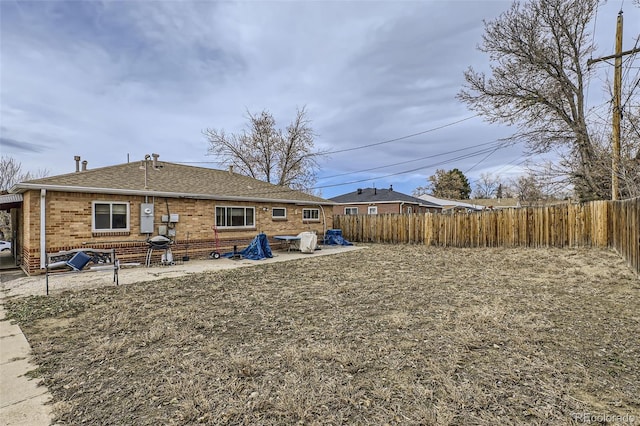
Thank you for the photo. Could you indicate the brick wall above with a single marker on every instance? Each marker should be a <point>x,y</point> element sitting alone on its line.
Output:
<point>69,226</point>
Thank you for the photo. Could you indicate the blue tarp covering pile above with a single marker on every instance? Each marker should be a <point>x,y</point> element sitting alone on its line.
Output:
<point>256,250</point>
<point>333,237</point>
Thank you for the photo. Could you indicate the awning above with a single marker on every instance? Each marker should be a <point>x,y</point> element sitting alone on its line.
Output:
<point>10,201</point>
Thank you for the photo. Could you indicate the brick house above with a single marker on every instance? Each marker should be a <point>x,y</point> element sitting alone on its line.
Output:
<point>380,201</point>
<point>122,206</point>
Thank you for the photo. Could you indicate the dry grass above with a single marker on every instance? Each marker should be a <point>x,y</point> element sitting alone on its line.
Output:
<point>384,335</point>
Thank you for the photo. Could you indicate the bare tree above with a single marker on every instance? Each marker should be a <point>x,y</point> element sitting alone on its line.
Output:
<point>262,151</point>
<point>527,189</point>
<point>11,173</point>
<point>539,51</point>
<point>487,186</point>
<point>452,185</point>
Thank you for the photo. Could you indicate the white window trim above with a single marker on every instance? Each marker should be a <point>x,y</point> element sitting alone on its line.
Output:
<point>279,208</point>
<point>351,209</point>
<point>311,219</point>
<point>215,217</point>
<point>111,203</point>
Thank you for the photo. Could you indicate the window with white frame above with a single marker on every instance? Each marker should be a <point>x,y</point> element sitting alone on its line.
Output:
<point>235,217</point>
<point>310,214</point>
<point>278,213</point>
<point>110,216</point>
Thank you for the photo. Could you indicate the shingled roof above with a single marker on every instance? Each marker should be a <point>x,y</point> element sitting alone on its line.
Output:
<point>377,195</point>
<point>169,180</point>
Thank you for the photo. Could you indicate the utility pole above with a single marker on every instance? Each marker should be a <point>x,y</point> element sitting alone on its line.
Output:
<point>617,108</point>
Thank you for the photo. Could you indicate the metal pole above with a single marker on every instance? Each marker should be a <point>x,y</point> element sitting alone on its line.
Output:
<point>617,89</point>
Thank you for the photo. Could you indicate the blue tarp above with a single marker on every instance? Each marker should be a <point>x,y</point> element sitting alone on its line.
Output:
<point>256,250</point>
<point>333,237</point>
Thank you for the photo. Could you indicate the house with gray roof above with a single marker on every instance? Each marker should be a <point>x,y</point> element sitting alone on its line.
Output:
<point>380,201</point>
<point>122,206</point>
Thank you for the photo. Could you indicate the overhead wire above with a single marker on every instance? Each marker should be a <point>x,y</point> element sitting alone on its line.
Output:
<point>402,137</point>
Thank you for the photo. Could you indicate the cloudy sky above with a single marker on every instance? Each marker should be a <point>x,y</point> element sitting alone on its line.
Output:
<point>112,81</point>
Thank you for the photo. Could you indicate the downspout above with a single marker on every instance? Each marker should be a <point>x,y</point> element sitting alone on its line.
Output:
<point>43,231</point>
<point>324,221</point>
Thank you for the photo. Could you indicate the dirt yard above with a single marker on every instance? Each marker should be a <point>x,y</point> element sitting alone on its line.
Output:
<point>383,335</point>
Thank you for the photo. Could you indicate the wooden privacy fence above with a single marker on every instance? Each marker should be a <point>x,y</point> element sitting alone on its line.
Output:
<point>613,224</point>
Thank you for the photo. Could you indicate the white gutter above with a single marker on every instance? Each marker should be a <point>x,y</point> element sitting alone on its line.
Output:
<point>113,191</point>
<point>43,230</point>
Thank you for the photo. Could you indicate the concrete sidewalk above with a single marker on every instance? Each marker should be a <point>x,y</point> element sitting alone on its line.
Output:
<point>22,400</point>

········

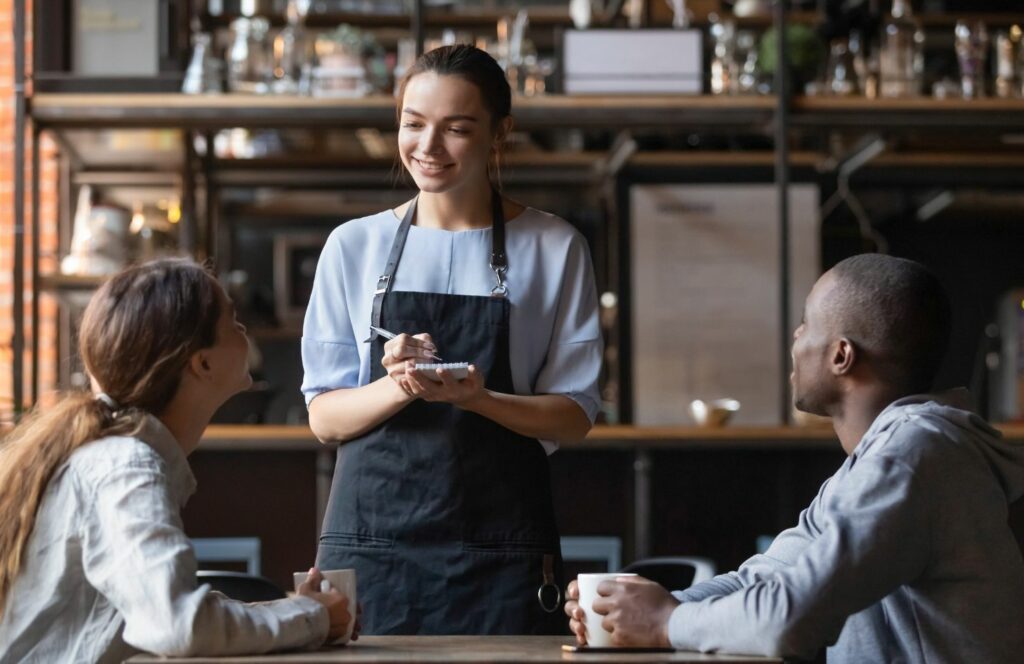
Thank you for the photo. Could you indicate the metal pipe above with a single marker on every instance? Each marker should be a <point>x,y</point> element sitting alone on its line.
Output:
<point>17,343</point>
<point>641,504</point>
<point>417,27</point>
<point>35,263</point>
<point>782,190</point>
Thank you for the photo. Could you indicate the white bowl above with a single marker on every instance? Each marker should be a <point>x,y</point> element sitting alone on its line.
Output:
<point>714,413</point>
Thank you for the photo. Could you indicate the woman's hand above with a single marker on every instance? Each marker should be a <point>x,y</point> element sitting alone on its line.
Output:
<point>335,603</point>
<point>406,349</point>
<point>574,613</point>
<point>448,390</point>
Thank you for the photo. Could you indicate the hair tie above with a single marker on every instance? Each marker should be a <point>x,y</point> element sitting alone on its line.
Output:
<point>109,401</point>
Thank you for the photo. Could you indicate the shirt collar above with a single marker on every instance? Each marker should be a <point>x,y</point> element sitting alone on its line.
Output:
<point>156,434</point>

········

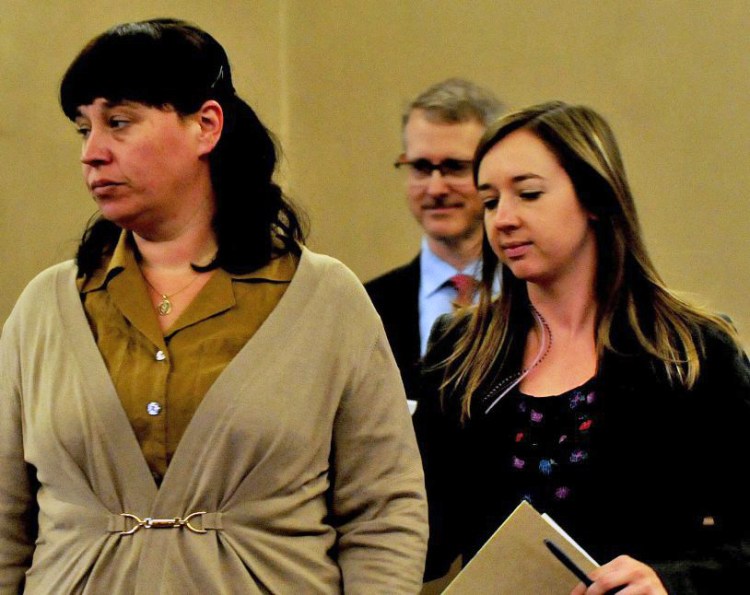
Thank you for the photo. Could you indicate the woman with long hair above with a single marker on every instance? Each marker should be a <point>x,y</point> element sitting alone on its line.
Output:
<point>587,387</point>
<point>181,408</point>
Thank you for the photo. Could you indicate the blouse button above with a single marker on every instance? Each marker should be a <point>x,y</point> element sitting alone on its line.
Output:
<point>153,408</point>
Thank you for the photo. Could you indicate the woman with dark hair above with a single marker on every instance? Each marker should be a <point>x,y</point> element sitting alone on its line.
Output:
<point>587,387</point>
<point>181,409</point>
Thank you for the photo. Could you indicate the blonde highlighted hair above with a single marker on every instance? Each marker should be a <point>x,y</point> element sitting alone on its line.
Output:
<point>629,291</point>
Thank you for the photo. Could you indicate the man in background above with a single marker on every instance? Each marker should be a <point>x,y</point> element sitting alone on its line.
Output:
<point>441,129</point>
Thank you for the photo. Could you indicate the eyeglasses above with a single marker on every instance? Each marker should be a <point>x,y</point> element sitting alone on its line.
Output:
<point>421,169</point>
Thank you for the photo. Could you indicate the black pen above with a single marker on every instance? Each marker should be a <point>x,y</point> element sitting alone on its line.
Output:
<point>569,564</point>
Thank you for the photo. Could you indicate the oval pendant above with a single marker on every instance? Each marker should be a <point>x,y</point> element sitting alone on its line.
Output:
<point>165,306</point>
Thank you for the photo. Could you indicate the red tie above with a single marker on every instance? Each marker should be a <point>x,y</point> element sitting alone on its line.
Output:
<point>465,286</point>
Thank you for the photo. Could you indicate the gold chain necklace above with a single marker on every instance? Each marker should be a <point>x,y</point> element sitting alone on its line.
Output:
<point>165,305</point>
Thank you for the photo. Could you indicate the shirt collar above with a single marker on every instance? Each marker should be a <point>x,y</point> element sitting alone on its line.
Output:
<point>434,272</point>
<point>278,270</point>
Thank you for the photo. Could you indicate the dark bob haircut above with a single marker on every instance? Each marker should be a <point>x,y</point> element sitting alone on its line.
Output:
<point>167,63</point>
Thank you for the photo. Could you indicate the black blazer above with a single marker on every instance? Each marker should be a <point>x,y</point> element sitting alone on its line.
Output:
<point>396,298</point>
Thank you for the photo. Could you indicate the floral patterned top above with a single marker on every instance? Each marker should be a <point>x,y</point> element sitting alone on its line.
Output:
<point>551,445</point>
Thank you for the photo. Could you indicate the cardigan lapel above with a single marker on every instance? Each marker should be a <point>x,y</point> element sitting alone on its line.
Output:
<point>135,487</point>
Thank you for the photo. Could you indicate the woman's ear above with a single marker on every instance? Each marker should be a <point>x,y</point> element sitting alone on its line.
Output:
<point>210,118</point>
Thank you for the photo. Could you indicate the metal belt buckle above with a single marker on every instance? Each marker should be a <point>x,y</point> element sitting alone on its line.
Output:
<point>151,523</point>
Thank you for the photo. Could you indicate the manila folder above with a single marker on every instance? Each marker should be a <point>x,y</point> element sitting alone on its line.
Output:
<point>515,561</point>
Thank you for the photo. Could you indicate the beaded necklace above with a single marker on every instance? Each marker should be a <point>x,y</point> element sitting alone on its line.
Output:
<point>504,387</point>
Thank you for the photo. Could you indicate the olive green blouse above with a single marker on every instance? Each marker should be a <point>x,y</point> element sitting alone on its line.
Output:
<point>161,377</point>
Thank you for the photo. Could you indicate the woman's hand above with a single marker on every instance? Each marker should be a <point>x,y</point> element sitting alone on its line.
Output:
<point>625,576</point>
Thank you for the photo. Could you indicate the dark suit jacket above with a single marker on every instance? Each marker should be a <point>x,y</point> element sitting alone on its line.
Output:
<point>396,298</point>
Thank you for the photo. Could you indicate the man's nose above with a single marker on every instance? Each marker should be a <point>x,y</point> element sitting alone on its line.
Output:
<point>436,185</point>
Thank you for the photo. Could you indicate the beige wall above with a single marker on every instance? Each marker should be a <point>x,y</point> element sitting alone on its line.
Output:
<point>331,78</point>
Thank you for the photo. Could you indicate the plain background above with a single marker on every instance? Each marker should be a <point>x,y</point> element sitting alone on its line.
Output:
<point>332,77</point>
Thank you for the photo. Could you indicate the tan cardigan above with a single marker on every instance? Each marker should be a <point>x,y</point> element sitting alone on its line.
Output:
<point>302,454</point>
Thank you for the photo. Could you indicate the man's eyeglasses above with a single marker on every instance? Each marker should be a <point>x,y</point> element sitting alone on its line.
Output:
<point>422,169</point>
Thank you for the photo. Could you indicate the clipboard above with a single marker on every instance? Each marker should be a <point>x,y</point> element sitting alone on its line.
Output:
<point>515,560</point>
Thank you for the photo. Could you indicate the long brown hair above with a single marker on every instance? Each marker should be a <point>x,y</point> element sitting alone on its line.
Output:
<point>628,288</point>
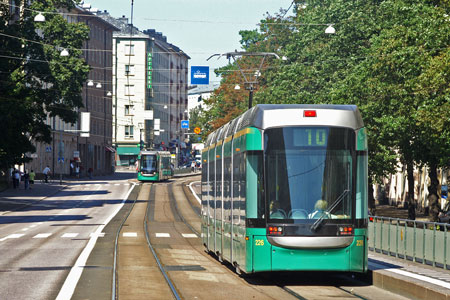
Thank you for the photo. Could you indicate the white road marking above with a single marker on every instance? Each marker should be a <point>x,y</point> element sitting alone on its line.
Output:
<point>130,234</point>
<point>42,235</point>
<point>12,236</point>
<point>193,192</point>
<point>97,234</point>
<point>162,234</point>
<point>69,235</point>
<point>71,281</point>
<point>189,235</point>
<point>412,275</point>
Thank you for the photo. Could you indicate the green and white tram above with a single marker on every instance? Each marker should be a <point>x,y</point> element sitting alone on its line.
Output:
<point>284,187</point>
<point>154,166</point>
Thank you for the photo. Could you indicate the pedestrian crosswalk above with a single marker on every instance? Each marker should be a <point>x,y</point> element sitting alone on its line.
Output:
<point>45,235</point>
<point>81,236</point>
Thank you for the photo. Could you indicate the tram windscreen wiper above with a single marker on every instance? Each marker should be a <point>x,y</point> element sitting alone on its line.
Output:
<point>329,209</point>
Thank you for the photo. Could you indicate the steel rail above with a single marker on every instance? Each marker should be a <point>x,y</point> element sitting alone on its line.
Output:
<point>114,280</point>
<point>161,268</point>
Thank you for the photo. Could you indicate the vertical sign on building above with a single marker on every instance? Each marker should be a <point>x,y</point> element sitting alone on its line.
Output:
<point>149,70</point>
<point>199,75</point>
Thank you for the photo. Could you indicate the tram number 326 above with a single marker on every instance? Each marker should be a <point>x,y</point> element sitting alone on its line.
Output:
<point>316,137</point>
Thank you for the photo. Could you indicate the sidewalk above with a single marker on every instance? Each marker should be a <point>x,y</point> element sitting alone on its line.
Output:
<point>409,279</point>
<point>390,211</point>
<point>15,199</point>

········

▶ _Required work_
Extract every line of the material above that contains the word "green".

▶ _Written response_
Thank you for the photo. Could you indicate the olive green blouse above with a single marker on every instance? Each marker should be a <point>x,y</point> element sitting alone on its line.
Thank you for the photo. Could you indicate the green and white tram above with a single marker on every instance? Each marker should be a <point>x,y</point> element sitting alone on its line.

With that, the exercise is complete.